Exercise directions
Repeat the material exactly, leaving nothing out.

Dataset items
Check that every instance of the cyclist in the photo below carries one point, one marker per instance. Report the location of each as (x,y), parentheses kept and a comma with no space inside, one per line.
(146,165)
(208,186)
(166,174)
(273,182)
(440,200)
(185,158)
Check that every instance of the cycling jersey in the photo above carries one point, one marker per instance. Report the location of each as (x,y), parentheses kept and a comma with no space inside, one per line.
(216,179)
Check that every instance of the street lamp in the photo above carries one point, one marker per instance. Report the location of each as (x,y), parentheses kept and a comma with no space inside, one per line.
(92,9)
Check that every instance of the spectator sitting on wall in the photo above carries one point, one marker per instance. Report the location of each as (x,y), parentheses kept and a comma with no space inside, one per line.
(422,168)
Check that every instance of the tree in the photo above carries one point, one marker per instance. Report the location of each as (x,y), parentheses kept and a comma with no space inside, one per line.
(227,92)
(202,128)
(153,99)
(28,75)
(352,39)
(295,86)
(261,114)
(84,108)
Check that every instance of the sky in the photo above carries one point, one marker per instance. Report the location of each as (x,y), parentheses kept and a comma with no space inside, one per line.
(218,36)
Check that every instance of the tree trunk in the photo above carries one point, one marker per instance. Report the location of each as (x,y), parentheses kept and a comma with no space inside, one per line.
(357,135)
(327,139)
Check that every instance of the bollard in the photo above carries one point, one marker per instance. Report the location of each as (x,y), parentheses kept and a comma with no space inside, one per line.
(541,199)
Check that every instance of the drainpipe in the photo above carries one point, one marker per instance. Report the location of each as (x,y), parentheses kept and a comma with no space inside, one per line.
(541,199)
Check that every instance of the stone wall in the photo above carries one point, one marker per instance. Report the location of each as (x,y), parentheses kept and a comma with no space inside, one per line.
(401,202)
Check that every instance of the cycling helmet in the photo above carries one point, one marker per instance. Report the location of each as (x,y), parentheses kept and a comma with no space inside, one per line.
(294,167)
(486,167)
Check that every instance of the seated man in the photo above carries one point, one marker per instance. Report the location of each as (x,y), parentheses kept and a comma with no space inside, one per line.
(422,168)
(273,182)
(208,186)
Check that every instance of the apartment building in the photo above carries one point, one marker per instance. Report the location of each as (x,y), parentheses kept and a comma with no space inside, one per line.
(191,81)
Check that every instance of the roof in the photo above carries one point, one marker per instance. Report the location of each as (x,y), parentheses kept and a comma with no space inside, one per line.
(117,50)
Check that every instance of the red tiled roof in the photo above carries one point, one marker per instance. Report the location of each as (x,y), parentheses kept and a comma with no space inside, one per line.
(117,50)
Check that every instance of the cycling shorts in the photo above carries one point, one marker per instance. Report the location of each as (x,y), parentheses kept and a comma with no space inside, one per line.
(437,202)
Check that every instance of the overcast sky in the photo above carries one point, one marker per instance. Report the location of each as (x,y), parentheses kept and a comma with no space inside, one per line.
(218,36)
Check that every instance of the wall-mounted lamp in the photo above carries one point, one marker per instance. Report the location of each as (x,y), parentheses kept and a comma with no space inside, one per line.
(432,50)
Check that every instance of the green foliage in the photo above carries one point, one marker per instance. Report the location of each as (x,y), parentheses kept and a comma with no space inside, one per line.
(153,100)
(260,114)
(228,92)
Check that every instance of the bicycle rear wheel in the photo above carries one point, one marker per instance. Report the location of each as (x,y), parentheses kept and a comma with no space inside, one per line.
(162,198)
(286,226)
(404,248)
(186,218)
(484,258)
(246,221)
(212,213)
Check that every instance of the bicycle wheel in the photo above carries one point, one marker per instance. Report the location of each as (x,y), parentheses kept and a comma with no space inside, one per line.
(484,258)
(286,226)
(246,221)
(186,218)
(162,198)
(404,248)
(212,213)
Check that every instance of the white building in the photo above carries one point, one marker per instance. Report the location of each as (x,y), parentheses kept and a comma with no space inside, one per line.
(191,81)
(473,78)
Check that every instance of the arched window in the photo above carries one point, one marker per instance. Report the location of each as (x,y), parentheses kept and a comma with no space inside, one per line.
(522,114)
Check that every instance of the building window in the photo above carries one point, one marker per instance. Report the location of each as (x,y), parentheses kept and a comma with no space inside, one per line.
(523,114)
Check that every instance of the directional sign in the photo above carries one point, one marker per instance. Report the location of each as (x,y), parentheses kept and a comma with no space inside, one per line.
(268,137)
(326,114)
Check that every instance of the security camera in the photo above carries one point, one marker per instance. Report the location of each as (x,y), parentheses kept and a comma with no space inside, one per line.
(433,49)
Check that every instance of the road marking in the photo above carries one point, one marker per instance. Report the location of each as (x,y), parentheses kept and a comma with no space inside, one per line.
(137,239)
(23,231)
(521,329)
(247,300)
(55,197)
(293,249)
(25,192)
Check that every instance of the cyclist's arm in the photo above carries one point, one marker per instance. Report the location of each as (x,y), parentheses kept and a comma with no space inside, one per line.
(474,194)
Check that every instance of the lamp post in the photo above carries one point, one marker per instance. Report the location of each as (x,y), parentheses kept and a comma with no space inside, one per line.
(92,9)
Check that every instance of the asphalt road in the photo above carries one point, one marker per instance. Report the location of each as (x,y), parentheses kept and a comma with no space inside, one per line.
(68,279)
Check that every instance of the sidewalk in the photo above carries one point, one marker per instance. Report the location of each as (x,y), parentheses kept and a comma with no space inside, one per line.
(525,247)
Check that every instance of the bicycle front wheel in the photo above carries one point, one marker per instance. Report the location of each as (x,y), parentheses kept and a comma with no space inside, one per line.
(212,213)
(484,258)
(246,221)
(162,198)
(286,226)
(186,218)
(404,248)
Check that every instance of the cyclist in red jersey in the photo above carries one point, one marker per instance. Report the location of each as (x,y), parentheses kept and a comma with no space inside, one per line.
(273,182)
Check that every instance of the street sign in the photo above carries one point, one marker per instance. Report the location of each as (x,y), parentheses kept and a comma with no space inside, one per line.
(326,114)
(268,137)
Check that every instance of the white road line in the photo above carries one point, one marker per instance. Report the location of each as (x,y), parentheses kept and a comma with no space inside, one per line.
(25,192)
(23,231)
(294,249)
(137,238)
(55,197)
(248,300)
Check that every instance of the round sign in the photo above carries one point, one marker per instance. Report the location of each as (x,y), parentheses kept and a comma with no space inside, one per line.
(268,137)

The completed task
Check that every instance of the cyclist in the photo below carries one point, one marker per instance. Report the location of each as (x,y), parentheses kept and a comma with no space inside, one per line.
(146,165)
(208,186)
(166,174)
(273,182)
(440,200)
(185,158)
Check that every instance of the cycling jersey in the photo above carries one point, one marker per instance. Report the location of each as (x,y), parentheses kept and a comma with no space inside, one per line.
(216,179)
Check that every instance of the street lamp in the photo above carries one point, one marker per instance. Report the location of each as (x,y), parentheses kept and a comma with no space inside, one per line.
(92,9)
Check that every instance of the spectator sitting on wall in the photo above carries one point, one marker per instance. Report the location of each as (x,y), parentheses kept and a comma with no space inside, one per line.
(422,168)
Check that every instance of the tree in the photo above carries one point, one marker per instance. Report the location of each as (x,y), parentheses kept and a comma with no space inside, one per line.
(227,92)
(202,128)
(153,99)
(28,75)
(352,39)
(295,86)
(261,114)
(84,108)
Check that every instance of the sky in the photo above carries one point, one marker per instance. Report the location of each as (x,y), parentheses kept and a comma with no space inside, one per line.
(218,36)
Check that every instance of the tree trunk in the photo above carries one point, one marker per instance. Report the location of each as (x,y), parentheses kept and a comma with no space inside, one per line.
(357,135)
(327,139)
Check that every instance of the bollard in the photo above carries one point, one marker per instance. Report the location of each as (x,y), parentheses kept and a comma with no space inside, one per line.
(541,199)
Check that every instance of the drainpipe in the photo above carries one point, one marker per instance. Report the location of each as (x,y), parentheses kept and a comma with no space inside, one per line.
(541,199)
Check that every instance of the stone wall in the photo above carries one point, one marker per instance. Report the location of each as (x,y), parentheses kept and a comma with no space inside, one per line.
(401,202)
Check that every instance of the cycling helmet in the photo above carries one point, one marker per instance. Report the location of each as (x,y), parentheses kept and a comma with no space inside, one per line.
(294,167)
(486,167)
Check that every instance of the seated man in the photo above carries one point, one marker per instance. Report the location of each as (x,y), parentheses kept and a comma with no space inside, one per line.
(422,168)
(273,182)
(208,186)
Check that every instance of the apartment building in the photo above carries one point, one marker per instance. Report the location of each as (x,y), parentheses kept and a comma with no space inside, one per line.
(191,81)
Check that every instance of the roof in the photo above carries one point, one marker per instance. Report the location of each as (x,y), parentheses kept and a comma with no space inside, one per line.
(117,50)
Check that every instance of the red tiled roof in the photo above carries one point, one marker per instance. Report the location of each as (x,y), parentheses kept and a comma with no space inside, one per line.
(117,50)
Check that every instance of the cycling shorts in the photo above carries one point, one marker per instance. Report the location of each as (x,y), parentheses kept and a comma with no space inside, one per line.
(437,202)
Check that every instance of the overcast sky in the photo above carries one point, one marker per instance. Report the location of each as (x,y), parentheses kept and a comma with no space inside, one per line.
(218,36)
Check that every instance of the wall-mounted lamp in the photo above carries one point, one marker per instance. Report the location of each as (x,y), parentheses kept and a comma with no space inside, one per line.
(432,50)
Check that every instance of the green foliage in the photo above carries one point, one marker per instance. Report the location of each as (x,y), parentheses kept and a comma with no space inside, one per line.
(153,100)
(260,114)
(228,92)
Check that every instance of the bicycle rear wheel in the photo above carries one point, one marker per instance. Report the location of each as (x,y), parentheses kept and a comma with no space inside, one per line.
(162,198)
(286,226)
(404,248)
(186,218)
(484,258)
(246,221)
(212,213)
Check that every instance of the bicycle wheel in the photo above carries one point, one marker per instance. Report the location of each as (x,y), parentheses kept and a comma with no space inside, one per line.
(484,258)
(286,226)
(246,221)
(186,218)
(162,198)
(404,248)
(212,213)
Check that every instance of the white building in the photo above carries one point, one marker per instance. Report the location of each as (x,y), parentheses kept and a comma with no space inside, one per line.
(191,81)
(473,78)
Check that every instance of the arched window in the photo above carries one point, one marker per instance. Report the location of each as (x,y), parentheses kept and a comma with no space inside, one per line.
(522,114)
Check that every instance of the building window in the photo above carries one point, one marker per instance. Report the location of each as (x,y), parentheses kept and a comma with no space inside, one per line.
(523,114)
Check that every instance of the directional sign in the photo above carries one point, one marker per instance. Report the location of each as (x,y), parentheses kept and a comma with no space inside, one per line.
(268,137)
(326,114)
Check that every instance of the security camera in the photo above carries one point, one marker per instance. Report the location of each as (x,y), parentheses kept and a comma with no space inside, one per line.
(433,49)
Check that every instance of the road marking in the photo above carries one point, one marker per instance. Report the location of each as (x,y), parentheses kept and a comma with no space inside, one per line.
(137,239)
(23,231)
(521,329)
(247,300)
(55,197)
(293,249)
(25,192)
Check that every instance of the cyclist's arm in the photo above carries one point, one marker per instance. Report the location of each as (x,y), parentheses kept and a comma with no space inside, one per line.
(474,194)
Check that every instance of the lamp post in the photo above carries one point, one marker per instance. Report the location of each as (x,y), parentheses kept and a comma with no space inside, one per line.
(92,9)
Check that every instance of the asphalt road in the photo above carries one point, one marker per instance. Report the location of each as (x,y), parentheses kept and a comma with no space inside, one per line.
(68,279)
Check that every instance of the sidewalk in the photo above carries one point, one marker per instance. Report the location of each as (x,y), parentheses kept and a comma with no space inside, one per line.
(525,247)
Check that every instance of the bicycle front wheel in the photo above carries one point, one marker per instance. Report the location of each as (x,y), parentheses kept and a comma with no space inside, one per line.
(212,213)
(484,258)
(246,221)
(162,198)
(286,226)
(186,218)
(404,248)
Check that every instance of the cyclist in red jersey in the photo above carries one point, one marker per instance. Report the location of each as (x,y), parentheses kept and a comma with no space inside, one per line.
(273,182)
Check that every instance of the street sign in the photo above carries one point, one marker per instance. Report the location of each as (x,y), parentheses kept and a comma with no space inside, one per line.
(326,114)
(268,137)
Check that every instance of the white road line in the photo above carries one point, one marker per instance. Report the location of each as (x,y), parentheses kept and a comma with no space inside, one per line.
(25,192)
(23,231)
(294,249)
(137,238)
(55,197)
(248,300)
Check that every instance of the round sign in the photo above carries one point, one marker per instance. Report the location of each as (x,y), parentheses kept and a comma with no space inside, one per line.
(268,137)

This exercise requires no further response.